Direction
In the brand voice excerpt below, turn the paragraph that begins "Use examples, not rules" into a short bulleted list that keeps its main points.

Excerpt to read
Notice none of these say “casual” or “friendly.” They’re specific about what that actually means in practice.
Testing Your Voice: The Swap Test
Here’s how you know if your voice is actually distinct: the swap test.
Take three of your product descriptions and three from a competitor who targets the same customer. Mix them up and read them without brand names. Can you tell which ones are yours?
If you can’t, your voice isn’t distinct yet. Generic product descriptions sound the same whether they’re selling through Target or a specialty store. They use the same adjectives (premium, quality, essential), the same structure (intro, features, benefits, CTA), the same tone.
If you can tell, you have a voice. Your customer can tell too. That’s why they’re choosing you over the competitor with the lower price.
The swap test works for writing you outsource, too. If you hire a copywriter or use AI, run the output through the swap test. If the AI-written description could be on any store, it’s not ready.
Keeping Voice Consistent Across Hundreds of Products
Once you’ve defined your voice, the challenge is consistency. You have 200 products. You can’t rewrite them all at once. And new products arrive every month.
Here’s how real stores keep voice consistent at scale.
Document it like a recipe. Your brand voice statement isn’t just for you. Paste it into every brief you give a copywriter, content agency, or AI tool. It’s the specification.
Use examples, not rules. Instead of saying “don’t use hype words,” show an example: “Say ‘stays dry in a downpour,’ not ‘revolutionary moisture management.’” Examples stick. Rules get forgotten. If you don’t have strong examples yet, product description templates by niche give you a starting structure you can adapt to your voice.
Audit quarterly, not constantly. Pick ten random products every three months. Read them back-to-back. Are they sounding more consistent or less? Adjust your template or brief if you’re drifting.

Dataset extract
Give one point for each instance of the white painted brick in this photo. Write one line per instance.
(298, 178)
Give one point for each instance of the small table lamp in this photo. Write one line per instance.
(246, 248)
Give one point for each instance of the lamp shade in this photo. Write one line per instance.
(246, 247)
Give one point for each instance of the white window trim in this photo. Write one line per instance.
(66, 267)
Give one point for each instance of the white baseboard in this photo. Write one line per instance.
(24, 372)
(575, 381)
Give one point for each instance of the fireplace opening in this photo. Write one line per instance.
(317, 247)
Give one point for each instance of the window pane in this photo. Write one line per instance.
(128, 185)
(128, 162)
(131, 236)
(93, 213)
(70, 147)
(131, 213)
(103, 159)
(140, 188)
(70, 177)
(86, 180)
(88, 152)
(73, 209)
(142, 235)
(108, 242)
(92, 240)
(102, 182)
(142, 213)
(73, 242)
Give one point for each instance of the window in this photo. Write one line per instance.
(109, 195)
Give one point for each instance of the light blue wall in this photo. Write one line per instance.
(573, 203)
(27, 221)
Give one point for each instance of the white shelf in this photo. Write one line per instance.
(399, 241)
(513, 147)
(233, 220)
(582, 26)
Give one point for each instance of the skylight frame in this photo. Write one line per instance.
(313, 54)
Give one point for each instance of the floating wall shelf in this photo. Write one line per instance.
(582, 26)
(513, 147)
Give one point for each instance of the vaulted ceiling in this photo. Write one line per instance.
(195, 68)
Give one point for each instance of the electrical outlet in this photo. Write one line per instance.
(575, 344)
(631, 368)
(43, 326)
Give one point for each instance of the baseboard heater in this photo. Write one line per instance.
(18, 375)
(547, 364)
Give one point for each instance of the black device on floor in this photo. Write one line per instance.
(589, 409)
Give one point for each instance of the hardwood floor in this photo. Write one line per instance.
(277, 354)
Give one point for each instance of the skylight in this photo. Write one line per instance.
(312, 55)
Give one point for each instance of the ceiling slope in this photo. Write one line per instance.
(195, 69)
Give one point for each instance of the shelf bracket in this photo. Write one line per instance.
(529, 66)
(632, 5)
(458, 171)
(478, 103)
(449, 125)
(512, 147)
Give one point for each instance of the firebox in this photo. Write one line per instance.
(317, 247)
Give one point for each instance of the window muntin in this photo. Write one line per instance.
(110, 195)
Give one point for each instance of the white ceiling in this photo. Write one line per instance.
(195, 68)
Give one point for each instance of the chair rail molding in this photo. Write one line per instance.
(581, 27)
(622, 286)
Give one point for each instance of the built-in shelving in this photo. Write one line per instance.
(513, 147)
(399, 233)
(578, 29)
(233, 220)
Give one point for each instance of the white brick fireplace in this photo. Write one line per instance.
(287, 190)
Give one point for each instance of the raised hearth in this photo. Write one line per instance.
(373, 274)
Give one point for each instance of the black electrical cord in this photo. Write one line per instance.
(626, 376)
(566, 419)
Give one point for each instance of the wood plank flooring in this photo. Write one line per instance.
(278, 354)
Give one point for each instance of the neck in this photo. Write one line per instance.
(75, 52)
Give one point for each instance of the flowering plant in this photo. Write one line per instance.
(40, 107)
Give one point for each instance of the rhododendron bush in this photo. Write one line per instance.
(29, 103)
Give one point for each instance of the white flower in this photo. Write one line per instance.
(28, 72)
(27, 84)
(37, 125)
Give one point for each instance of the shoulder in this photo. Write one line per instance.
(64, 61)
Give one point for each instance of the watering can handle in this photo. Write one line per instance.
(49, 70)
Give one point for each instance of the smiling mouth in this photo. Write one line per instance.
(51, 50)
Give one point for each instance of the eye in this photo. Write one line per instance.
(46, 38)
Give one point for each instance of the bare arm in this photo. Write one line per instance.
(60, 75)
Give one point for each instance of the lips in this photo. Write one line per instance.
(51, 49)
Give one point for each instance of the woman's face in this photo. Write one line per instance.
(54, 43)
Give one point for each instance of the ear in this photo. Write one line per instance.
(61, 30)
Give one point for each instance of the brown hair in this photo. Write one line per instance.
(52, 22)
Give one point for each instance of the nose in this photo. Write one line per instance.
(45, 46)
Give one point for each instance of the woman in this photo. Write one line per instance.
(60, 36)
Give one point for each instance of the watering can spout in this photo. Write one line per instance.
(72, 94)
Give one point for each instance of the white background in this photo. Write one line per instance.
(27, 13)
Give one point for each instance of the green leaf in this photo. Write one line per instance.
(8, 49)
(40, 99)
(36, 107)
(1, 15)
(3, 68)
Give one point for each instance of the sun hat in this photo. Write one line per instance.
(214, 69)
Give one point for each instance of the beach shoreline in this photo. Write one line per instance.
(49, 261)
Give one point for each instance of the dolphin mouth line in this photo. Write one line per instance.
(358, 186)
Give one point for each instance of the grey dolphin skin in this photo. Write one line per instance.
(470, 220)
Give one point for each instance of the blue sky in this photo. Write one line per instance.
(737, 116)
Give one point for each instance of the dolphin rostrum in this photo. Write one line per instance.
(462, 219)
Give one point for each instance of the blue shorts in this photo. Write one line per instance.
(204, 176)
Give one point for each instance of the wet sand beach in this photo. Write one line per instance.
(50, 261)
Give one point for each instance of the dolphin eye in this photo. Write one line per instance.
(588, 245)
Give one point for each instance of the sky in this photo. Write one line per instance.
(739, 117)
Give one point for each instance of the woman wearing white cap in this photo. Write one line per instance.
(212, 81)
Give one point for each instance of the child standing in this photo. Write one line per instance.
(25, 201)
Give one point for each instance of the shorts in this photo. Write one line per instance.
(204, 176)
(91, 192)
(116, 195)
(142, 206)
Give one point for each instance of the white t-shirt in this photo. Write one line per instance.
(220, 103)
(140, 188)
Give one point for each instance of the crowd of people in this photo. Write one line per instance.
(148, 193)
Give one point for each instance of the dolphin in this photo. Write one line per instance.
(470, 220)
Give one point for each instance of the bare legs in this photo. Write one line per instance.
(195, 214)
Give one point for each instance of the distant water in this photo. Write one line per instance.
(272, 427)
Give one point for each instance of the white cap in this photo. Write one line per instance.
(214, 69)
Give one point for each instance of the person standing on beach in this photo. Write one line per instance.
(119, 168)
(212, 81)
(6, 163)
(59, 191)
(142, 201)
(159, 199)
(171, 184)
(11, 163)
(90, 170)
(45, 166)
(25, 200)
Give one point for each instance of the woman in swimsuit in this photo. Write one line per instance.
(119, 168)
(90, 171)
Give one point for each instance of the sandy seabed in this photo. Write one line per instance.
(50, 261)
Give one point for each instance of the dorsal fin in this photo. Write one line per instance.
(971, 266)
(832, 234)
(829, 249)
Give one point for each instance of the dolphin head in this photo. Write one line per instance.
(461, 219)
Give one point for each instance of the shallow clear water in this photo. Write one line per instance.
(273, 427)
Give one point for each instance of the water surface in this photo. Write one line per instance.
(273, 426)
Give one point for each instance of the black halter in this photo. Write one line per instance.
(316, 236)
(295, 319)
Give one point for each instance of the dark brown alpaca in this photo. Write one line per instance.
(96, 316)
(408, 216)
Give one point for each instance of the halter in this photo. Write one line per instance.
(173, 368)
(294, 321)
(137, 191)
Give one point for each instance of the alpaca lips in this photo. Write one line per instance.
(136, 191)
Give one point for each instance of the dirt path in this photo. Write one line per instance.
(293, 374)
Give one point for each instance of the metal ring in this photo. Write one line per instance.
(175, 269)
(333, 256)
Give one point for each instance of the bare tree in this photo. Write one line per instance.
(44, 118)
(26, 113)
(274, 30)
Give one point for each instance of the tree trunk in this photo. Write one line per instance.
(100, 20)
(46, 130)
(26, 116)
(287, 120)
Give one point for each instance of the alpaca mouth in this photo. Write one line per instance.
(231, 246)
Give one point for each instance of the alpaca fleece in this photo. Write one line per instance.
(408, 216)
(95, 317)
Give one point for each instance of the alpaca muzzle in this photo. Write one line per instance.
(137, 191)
--
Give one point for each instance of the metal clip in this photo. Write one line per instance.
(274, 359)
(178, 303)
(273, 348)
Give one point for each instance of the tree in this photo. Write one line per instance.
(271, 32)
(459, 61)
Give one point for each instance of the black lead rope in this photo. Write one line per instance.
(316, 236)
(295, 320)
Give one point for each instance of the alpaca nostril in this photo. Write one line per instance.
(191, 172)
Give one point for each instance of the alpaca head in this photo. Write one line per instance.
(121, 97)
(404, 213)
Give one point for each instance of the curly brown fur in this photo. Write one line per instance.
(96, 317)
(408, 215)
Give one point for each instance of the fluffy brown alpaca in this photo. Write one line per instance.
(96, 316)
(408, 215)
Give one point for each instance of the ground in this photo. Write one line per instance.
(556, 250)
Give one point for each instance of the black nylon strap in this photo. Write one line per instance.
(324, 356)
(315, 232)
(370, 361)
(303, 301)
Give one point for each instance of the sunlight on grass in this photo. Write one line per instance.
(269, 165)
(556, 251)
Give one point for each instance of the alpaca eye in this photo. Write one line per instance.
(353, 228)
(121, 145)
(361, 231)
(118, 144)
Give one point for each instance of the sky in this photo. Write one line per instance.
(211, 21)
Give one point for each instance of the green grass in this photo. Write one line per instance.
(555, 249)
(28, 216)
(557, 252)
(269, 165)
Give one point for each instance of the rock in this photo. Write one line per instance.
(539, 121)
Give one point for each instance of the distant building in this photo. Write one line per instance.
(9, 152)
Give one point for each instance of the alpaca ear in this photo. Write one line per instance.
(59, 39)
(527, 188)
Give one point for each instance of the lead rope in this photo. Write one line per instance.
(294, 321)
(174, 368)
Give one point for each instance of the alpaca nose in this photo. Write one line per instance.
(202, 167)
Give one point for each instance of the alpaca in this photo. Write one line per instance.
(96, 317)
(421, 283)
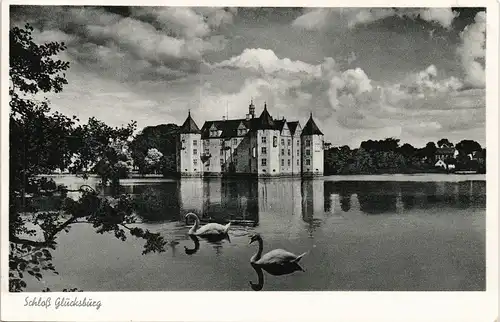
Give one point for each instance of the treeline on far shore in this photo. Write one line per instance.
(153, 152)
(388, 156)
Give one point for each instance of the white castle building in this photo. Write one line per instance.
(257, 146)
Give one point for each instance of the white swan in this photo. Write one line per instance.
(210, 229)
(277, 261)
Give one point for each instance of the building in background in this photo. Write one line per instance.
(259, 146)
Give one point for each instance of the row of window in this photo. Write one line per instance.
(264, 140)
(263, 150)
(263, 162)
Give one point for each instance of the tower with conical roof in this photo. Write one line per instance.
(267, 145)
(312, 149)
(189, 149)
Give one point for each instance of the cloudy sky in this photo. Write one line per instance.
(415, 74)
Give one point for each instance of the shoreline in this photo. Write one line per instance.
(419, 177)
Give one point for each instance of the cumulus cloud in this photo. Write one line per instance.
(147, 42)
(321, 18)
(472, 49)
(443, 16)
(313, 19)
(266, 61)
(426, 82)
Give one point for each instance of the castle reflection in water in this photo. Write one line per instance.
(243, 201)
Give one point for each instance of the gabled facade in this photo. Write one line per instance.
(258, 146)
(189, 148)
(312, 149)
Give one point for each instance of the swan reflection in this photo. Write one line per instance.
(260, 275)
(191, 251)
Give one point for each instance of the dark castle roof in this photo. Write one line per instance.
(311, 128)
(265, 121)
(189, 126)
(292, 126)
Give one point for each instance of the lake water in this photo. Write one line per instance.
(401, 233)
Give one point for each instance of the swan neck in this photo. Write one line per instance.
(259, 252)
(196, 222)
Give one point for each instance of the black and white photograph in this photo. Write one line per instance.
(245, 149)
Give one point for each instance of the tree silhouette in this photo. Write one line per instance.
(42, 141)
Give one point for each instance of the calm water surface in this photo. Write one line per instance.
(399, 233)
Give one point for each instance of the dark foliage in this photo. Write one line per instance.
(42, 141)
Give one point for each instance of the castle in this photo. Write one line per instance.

Exercise solution
- Teach the voice with examples instead of rules.
- Rather than saying "don't use hype words," show the difference: say "stays dry in a downpour," not "revolutionary moisture management."
- Examples stick, but rules get forgotten.
- If you don't have strong examples yet, use product description templates by niche as a starting structure and adapt them to your voice.